* _Problem_
Copy the listing word for word, from its start through the line holding "25H101L100 37L58 46L50", both ends included. Leave out the pictures.

* _The input_
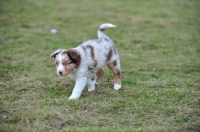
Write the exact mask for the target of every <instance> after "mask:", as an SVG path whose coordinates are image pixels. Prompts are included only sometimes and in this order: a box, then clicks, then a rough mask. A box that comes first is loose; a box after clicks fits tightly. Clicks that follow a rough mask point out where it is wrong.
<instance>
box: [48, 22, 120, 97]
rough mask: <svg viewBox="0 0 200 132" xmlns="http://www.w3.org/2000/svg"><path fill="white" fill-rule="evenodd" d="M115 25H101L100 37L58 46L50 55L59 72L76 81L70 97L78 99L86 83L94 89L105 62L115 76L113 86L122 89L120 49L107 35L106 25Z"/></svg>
mask: <svg viewBox="0 0 200 132" xmlns="http://www.w3.org/2000/svg"><path fill="white" fill-rule="evenodd" d="M113 27H116V26H115V25H113V24H110V23H105V24H102V25H101V26H100V28H99V30H98V38H99V39H96V40H88V41H85V42H83V43H82V44H81V45H79V46H78V47H76V48H72V49H69V50H65V49H58V50H56V51H55V52H53V53H52V54H51V56H50V57H51V58H54V60H55V64H56V69H57V74H58V75H59V76H64V75H68V76H69V77H71V78H73V79H75V81H76V84H75V87H74V89H73V92H72V94H71V96H70V97H69V100H71V99H77V98H79V97H80V96H81V94H82V91H83V89H84V88H85V86H86V85H87V86H88V91H93V90H94V89H95V85H99V84H100V81H101V80H102V78H103V76H104V71H103V69H102V67H103V66H105V65H107V66H108V68H109V69H110V70H111V71H112V73H113V75H114V89H115V90H119V89H120V88H121V86H122V84H121V79H120V60H119V56H118V52H117V50H116V48H115V45H114V43H113V42H112V40H111V39H110V38H109V37H108V36H106V35H105V34H104V31H105V30H106V29H107V28H113ZM94 74H96V78H95V80H94V81H92V80H91V77H92V75H94Z"/></svg>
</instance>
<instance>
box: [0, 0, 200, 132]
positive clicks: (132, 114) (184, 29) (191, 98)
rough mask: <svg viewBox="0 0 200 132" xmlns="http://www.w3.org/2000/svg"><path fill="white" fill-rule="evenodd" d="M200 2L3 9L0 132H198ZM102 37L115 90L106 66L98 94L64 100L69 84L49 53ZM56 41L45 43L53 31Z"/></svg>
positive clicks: (82, 96)
mask: <svg viewBox="0 0 200 132" xmlns="http://www.w3.org/2000/svg"><path fill="white" fill-rule="evenodd" d="M199 7H200V2H199V0H107V1H104V0H102V1H100V0H99V1H97V0H82V1H79V0H0V131H1V132H11V131H16V132H18V131H19V132H29V131H30V132H31V131H34V132H45V131H52V132H54V131H55V132H57V131H63V132H64V131H89V132H90V131H93V132H96V131H103V132H112V131H116V132H121V131H126V132H129V131H130V132H132V131H144V132H148V131H152V132H156V131H188V132H189V131H190V132H193V131H194V132H198V131H200V9H199ZM105 22H109V23H112V24H115V25H117V28H113V29H108V30H106V32H105V33H106V34H107V35H108V36H109V37H110V38H111V39H112V40H113V41H114V42H115V46H116V48H117V49H118V52H119V55H120V60H121V69H122V73H121V78H122V85H123V86H122V88H121V89H120V90H119V91H115V90H114V89H113V76H112V73H111V72H110V71H109V70H108V68H107V67H105V68H104V70H105V76H104V78H103V81H102V83H101V85H100V86H98V87H96V90H95V91H92V92H89V93H88V92H87V88H85V90H84V92H83V94H82V96H81V98H80V99H78V100H73V101H68V97H69V96H70V94H71V92H72V88H73V87H74V83H75V82H74V80H72V79H70V78H69V77H67V76H65V77H59V76H57V74H56V69H55V64H54V61H53V59H50V54H51V53H52V52H53V51H55V50H56V49H58V48H64V49H69V48H73V47H76V46H78V45H79V44H81V43H82V42H83V41H85V40H87V39H96V38H97V29H98V27H99V26H100V25H101V24H102V23H105ZM52 28H56V29H57V30H58V32H57V33H56V34H52V33H51V32H50V29H52Z"/></svg>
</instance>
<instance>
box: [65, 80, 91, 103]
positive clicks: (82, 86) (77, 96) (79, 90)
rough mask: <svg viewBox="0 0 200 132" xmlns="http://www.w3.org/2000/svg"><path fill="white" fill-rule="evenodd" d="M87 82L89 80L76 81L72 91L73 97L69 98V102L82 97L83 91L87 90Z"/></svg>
mask: <svg viewBox="0 0 200 132" xmlns="http://www.w3.org/2000/svg"><path fill="white" fill-rule="evenodd" d="M86 81H87V78H77V79H76V84H75V87H74V89H73V91H72V95H71V96H70V97H69V98H68V100H71V99H78V98H79V97H80V96H81V94H82V92H83V89H84V88H85V85H86Z"/></svg>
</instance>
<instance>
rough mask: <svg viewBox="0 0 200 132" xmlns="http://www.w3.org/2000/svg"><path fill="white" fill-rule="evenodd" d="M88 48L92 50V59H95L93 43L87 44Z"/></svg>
mask: <svg viewBox="0 0 200 132" xmlns="http://www.w3.org/2000/svg"><path fill="white" fill-rule="evenodd" d="M87 48H89V49H90V50H91V56H92V59H94V47H93V46H91V45H87Z"/></svg>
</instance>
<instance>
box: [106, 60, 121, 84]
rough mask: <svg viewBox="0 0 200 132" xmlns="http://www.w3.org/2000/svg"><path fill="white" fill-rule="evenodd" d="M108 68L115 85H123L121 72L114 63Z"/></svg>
mask: <svg viewBox="0 0 200 132" xmlns="http://www.w3.org/2000/svg"><path fill="white" fill-rule="evenodd" d="M108 68H109V69H110V70H111V71H112V73H113V75H114V79H115V84H119V85H121V78H120V70H117V69H116V68H115V67H114V66H113V64H112V63H110V64H108Z"/></svg>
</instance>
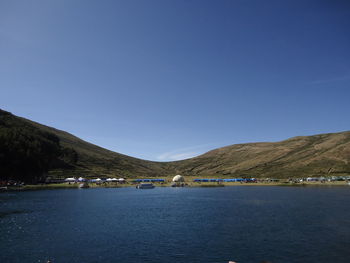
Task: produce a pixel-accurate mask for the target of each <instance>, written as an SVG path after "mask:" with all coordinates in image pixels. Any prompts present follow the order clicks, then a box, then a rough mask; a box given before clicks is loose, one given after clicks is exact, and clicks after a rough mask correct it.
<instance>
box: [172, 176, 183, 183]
mask: <svg viewBox="0 0 350 263" xmlns="http://www.w3.org/2000/svg"><path fill="white" fill-rule="evenodd" d="M173 182H175V183H177V182H185V178H184V177H183V176H182V175H179V174H178V175H175V176H174V178H173Z"/></svg>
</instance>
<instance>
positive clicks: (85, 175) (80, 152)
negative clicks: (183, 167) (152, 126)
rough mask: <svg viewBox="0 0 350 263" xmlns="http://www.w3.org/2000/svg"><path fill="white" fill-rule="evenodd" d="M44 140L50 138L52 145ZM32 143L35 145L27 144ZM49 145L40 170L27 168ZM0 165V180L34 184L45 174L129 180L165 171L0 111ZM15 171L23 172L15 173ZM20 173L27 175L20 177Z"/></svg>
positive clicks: (164, 166)
mask: <svg viewBox="0 0 350 263" xmlns="http://www.w3.org/2000/svg"><path fill="white" fill-rule="evenodd" d="M45 137H49V138H53V142H51V141H49V140H47V139H45ZM33 140H34V141H35V142H34V143H31V142H33ZM19 142H20V143H19ZM40 143H41V144H40ZM16 145H17V146H16ZM52 145H54V147H55V152H54V151H52V154H51V156H50V159H49V160H45V164H43V165H41V166H40V168H39V167H31V166H30V165H28V163H30V164H36V163H38V162H43V161H42V160H43V159H45V156H47V153H46V152H44V151H43V150H42V148H45V147H46V148H47V146H52ZM51 148H52V147H51ZM36 152H38V154H37V153H36ZM0 162H1V163H3V164H5V163H6V164H7V166H6V167H5V166H4V165H2V167H0V169H1V171H0V174H1V177H2V179H4V178H26V177H33V178H35V179H34V181H35V180H37V179H39V178H40V179H41V178H42V177H43V176H46V175H47V174H49V175H51V176H54V177H61V176H87V177H89V176H99V177H103V176H123V177H130V176H164V175H165V173H166V171H167V170H165V169H164V167H165V166H166V164H165V163H156V162H151V161H144V160H140V159H137V158H133V157H129V156H126V155H122V154H119V153H115V152H112V151H109V150H106V149H104V148H101V147H98V146H96V145H93V144H91V143H88V142H85V141H83V140H81V139H79V138H78V137H75V136H73V135H71V134H69V133H67V132H64V131H60V130H57V129H54V128H51V127H47V126H44V125H41V124H39V123H36V122H33V121H30V120H27V119H24V118H20V117H17V116H15V115H13V114H11V113H8V112H6V111H3V110H0ZM17 167H23V169H21V170H19V169H17ZM5 168H6V169H5ZM24 173H28V174H29V175H28V176H24V175H23V174H24ZM34 175H35V176H34Z"/></svg>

* _Reply_
Write the exact mask for the target of every <instance> after "mask:", as an SVG path whose coordinates are image pixels. Prompts are included only sometimes and in this order: a box, then clicks, then a rough mask. A box that comes first is loose; a box after clicks fits tightly. Clicks that follow a rough mask point out where it is wrong.
<instance>
box: [48, 22, 120, 97]
rough mask: <svg viewBox="0 0 200 132" xmlns="http://www.w3.org/2000/svg"><path fill="white" fill-rule="evenodd" d="M115 25H101L100 37L58 46L50 55L59 72L76 81L70 97L78 99L86 83L94 89L105 62L115 76L113 86L122 89L120 49L107 35L106 25Z"/></svg>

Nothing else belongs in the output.